● Testo della pagina:
Speciale Scrittori suicidi: La casa delle belle addormentate - Yasunari Kawabata

Creato il 17 febbraio 2014 da La Stamberga Dei Lettori

Nato a Osaka nel 1899, Yasunari Kawabata si laurea in letteratura a ventiquattro anni, dopo la morte dei genitori, e manifesta subito una notevole sensibilità per le influenze della letteratura occidentale, nel primo periodo in cui l'Impero del Sol Levante si apre anche ai contatti con il mondo esterno. Molto attivo nell'ambito dell'associazionismo letterario giapponese, Kawabata partecipa al movimento neopercezionista che gravitava attorno alla rivista 'Bungei Jidai'.
Autore di raccolte di racconti, tra cui molto noto La danzatrice di Izu scritto nel 1926, scrive moltissimo, anche romanzi, tra cui sicuramente il più noto è Il paese delle nevi, del 1948, in cui racconta la relazione sentimentale tra un facoltoso cittadino di Tokyo e Komako, una elegante geisha, ambientata in una stazione termale di montagna. Questo romanzo si caratterizza per le infinite revisioni cui l'autore lo sottopone, quasi come se il 'non finito' fosse un elemento fondante del suo stile e della sua prosa.
Caratterizzate da accenti scarni e da uno stile molto sobrio, quasi distaccato, le opere di Kawabata riescono a coniugare insieme uno stilema basilare del '900 occidentale per il romanzo come il flusso di coscienza a una profonda consapevolezza delle sue radici nipponiche, individuate soprattutto nel buddhismo zen, di cui lo scrittore è fervente seguace e da cui deriva la semplice bellezza ornamentale dei suoi scritti.

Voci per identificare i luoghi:
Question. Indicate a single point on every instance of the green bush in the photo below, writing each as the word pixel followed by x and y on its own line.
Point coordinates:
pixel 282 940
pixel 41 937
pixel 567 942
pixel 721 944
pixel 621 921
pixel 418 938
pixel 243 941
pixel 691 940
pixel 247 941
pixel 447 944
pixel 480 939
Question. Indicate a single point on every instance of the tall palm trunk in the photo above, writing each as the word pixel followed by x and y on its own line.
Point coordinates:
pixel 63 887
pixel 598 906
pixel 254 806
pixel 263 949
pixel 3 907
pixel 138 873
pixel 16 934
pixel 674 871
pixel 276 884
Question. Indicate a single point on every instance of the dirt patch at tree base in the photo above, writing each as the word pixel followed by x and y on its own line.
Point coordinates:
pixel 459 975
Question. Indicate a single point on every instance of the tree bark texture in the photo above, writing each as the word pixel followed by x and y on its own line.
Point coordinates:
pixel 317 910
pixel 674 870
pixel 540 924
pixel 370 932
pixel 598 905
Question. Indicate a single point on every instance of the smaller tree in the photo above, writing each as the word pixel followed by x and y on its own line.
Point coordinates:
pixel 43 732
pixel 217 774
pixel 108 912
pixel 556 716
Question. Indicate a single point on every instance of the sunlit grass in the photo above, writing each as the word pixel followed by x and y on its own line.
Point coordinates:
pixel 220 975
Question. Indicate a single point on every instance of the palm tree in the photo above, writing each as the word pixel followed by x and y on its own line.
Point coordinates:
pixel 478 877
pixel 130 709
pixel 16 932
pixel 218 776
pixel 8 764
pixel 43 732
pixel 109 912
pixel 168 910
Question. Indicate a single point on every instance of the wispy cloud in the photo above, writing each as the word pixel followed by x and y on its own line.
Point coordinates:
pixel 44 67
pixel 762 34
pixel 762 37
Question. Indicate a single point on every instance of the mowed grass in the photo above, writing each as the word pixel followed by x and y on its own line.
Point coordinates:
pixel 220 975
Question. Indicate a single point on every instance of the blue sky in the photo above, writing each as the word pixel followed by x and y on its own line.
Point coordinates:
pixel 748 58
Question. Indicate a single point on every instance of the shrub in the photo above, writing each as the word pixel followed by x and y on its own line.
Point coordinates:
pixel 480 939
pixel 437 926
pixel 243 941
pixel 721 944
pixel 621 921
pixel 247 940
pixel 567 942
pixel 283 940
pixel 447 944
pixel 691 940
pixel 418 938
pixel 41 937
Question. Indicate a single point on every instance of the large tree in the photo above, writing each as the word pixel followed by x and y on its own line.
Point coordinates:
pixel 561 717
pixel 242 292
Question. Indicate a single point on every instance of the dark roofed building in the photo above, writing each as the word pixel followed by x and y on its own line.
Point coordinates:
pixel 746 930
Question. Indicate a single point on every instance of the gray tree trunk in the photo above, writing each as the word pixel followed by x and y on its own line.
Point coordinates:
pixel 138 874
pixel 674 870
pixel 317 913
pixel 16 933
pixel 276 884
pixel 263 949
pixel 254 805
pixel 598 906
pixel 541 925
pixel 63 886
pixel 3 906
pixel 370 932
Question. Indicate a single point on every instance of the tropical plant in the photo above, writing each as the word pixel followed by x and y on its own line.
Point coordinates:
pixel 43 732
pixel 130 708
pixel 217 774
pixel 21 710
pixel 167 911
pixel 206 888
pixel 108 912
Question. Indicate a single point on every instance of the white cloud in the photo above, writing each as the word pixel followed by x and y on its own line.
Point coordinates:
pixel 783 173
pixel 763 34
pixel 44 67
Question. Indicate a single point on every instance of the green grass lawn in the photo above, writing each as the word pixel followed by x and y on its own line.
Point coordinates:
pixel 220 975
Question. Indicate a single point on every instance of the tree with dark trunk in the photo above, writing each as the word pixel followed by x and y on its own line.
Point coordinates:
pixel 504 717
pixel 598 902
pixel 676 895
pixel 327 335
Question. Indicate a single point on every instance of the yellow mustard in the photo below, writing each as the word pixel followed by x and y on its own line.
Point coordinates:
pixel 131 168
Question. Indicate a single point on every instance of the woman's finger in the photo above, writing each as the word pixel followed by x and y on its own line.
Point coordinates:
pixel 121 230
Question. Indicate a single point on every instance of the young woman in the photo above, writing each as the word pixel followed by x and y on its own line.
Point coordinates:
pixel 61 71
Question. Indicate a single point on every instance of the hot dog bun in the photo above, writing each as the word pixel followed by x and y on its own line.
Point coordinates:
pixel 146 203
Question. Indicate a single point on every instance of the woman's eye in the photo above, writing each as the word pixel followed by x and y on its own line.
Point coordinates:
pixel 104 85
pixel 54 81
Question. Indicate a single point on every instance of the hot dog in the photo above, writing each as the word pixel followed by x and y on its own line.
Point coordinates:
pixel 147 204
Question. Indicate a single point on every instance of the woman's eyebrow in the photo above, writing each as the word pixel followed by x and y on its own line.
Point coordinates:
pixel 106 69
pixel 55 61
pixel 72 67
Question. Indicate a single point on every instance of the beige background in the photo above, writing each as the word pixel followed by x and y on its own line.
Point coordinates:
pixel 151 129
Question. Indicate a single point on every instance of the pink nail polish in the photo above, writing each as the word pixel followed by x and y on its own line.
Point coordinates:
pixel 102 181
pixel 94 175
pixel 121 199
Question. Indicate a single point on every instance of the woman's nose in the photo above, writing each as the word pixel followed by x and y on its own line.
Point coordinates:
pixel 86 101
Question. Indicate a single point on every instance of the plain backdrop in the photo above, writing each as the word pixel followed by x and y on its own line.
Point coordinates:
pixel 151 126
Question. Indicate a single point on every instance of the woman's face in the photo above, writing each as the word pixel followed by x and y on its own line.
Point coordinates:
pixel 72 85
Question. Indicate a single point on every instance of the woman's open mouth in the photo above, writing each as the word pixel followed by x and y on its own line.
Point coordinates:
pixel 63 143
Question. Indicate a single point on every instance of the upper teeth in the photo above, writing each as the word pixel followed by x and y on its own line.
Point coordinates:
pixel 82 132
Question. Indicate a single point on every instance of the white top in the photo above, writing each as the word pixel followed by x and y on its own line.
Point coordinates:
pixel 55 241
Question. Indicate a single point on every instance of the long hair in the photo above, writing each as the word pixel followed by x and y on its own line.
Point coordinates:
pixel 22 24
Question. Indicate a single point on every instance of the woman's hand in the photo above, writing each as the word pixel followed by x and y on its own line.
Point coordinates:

● Consegna scritta:
Scrivi il seguito del testo su Yasunari Kawabata, ripartendo subito dopo l'ultima frase riportata. Questi record non servono.

● Risposta scritta:
Nel 1968, l'anno in cui nasce la contestazione internazionale, riceve il Premio Nobel per la letteratura, primo cittadino giapponese, e nel famoso discorso di accettazione spiega il complesso rapporto che vincola la sua opera alle profondità della filosofia zen e alle radici della cultura nipponica, anche in manifestazioni come l'ikebana, la struttura dei giardini e la calligrafia.
Il suicidio, per quanto negato da parte di amici e familiari, arriva nel 1972, quando Kawabata si uccide lasciando aperto il rubinetto del gas durante un bagno, a seguito della scoperta di avere sviluppato il morbo di Parkinson e soprattutto per il legame con lo scrittore Yukio Mishima, di cui era profondo ammiratore e amico, e dalla cui scelta di togliersi la vita nel 1970, con un gesto di protesta plateale, era rimasto tanto turbato da sognarne ripetute volte la morte. Tra i suoi titoli più importanti ricordiamo, a scopo meramente esemplare, Il maestro di go, Mille gru, La banda di Asakusa e Immagini di cristallo.


Il vecchio Eguchi, su consiglio di un amico, si reca in uno strano postribolo dove i clienti, tutti anziani, possono trascorrere la notte con giovanissime donne addormentate da un potente narcotico. I frequentatori della casa devono sottostare ad una regola ben precisa: non possono svegliare né molestare le belle dormienti per nessun motivo.
Eguchi, cui la vecchiaia non ha ancora tolto le proprie facoltà sessuali, viene più volte preso dalla tentazione di infrangere il divieto, destando le ragazze o facendo loro violenza, ma ogni volta desiste dai suoi propositi. Si limita così a toccare la fresca pelle delle giovani, in un contatto che gli trasmette energia vitale e al contempo lo spinge a riflettere sull'inesorabile avvicinamento della morte. La magia di quei corpi di donna addormentati induce questo signore rispettabile a ritornare più volte in quel luogo, ma un evento tristemente prosaico cancella ogni traccia di poesia e riporta il vecchio alla desolante realtà.
Ogni volta che riposa accanto ad una ragazza, il protagonista viene assalito da un fiotto di ricordi, che lo riportano ora alle sue passate esperienze sentimentali, ora al suo rapporto con la sua ultima figlia, ora a sua madre. Sono visioni intrise di una forte carica onirica, a tratti filtrate dal dormiveglia, che scaturiscono dalla contemplazione delle ragazze, il cui corpo nudo viene descritto fin nei minimi dettagli.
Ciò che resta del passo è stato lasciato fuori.